[Natural language region descriptions]
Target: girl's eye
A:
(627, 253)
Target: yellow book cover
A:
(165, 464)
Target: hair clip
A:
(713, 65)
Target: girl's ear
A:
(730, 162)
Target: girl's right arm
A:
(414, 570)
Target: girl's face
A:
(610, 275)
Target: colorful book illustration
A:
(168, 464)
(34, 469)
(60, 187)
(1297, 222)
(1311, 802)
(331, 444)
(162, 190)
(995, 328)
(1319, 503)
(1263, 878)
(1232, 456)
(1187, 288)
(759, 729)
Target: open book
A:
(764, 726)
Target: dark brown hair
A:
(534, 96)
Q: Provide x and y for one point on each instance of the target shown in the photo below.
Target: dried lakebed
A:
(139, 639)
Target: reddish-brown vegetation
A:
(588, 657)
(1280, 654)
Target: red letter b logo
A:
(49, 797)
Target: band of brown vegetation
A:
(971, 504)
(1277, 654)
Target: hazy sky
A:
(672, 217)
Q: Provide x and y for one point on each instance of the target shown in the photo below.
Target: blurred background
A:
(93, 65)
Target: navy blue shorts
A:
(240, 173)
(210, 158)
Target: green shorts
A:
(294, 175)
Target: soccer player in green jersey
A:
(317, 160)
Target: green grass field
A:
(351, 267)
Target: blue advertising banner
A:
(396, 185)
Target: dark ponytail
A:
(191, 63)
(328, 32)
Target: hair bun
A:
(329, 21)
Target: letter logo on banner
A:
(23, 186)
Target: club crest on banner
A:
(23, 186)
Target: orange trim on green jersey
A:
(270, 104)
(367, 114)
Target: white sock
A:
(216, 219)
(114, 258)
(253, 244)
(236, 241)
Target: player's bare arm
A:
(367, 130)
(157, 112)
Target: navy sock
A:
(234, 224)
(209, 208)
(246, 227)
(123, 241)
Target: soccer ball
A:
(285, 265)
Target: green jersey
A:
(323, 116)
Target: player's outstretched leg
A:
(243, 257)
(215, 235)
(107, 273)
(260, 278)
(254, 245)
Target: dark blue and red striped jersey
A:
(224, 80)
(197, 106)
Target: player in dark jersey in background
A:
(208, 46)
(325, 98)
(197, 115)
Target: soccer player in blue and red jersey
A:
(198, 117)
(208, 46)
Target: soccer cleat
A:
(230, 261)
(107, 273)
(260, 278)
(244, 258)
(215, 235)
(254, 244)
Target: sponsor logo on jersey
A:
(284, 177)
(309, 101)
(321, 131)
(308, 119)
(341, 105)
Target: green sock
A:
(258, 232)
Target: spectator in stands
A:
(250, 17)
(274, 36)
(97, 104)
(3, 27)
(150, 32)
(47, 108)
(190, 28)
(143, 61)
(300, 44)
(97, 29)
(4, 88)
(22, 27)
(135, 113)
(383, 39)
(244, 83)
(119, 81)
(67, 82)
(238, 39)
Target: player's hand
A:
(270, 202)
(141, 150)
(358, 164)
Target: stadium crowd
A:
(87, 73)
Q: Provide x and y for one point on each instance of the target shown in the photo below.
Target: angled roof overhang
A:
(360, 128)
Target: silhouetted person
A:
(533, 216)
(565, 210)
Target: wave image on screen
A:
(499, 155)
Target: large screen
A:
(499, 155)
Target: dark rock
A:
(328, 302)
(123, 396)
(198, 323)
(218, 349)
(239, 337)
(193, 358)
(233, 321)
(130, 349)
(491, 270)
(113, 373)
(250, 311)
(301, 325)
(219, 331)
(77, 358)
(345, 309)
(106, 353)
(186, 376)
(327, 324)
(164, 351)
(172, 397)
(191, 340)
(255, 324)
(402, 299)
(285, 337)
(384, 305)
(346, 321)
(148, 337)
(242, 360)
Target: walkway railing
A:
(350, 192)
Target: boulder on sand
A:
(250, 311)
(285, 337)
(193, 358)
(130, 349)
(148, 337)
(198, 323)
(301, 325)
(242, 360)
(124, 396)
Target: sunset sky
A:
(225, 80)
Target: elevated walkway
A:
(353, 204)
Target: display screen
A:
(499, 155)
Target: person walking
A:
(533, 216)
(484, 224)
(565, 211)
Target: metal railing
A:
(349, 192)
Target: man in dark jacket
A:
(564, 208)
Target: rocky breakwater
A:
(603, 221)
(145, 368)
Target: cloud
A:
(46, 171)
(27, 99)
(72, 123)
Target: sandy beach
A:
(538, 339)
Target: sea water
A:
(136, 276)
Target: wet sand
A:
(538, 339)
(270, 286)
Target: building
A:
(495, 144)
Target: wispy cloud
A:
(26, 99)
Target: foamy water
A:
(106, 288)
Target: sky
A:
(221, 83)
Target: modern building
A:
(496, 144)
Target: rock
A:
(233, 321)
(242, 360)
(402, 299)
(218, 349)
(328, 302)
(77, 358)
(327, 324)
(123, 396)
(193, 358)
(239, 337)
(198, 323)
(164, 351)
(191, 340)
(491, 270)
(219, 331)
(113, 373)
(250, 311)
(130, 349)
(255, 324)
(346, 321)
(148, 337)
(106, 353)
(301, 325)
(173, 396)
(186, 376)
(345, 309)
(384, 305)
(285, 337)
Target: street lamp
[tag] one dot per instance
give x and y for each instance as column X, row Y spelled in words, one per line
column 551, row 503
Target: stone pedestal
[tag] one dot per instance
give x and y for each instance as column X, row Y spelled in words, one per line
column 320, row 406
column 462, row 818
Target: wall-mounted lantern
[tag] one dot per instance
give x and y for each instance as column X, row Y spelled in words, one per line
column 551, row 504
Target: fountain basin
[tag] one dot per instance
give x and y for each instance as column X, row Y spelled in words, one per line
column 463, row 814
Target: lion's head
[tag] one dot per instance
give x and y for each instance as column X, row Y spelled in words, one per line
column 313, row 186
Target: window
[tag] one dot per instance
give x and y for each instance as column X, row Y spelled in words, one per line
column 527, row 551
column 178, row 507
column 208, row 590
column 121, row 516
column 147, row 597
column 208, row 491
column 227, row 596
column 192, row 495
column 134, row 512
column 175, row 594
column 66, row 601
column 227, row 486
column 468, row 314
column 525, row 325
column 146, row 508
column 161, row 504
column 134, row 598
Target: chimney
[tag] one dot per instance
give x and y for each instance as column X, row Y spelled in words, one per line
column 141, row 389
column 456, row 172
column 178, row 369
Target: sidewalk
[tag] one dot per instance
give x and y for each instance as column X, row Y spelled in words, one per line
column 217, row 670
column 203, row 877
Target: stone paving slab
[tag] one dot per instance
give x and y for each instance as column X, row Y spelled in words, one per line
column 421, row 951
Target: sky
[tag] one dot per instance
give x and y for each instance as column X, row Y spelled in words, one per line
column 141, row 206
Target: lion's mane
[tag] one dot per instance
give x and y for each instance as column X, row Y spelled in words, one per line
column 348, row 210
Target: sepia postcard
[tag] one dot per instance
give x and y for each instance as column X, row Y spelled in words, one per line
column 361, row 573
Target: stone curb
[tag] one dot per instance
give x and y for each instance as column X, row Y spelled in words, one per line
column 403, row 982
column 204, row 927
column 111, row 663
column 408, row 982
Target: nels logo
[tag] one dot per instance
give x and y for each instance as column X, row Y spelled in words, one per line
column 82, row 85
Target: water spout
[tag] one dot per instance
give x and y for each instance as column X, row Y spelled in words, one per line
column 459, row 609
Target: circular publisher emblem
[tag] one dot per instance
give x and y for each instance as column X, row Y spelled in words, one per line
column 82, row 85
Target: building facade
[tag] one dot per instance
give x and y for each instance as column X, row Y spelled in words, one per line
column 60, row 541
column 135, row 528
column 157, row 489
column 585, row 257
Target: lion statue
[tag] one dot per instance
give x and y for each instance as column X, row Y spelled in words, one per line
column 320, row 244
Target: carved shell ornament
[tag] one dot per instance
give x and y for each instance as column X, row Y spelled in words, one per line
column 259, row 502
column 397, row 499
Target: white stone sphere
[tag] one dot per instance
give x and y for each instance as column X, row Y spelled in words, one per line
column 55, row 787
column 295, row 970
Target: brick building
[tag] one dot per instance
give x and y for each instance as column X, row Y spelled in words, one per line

| What is being asked |
Supply only the count of lines above holding "logo".

| Your solution |
4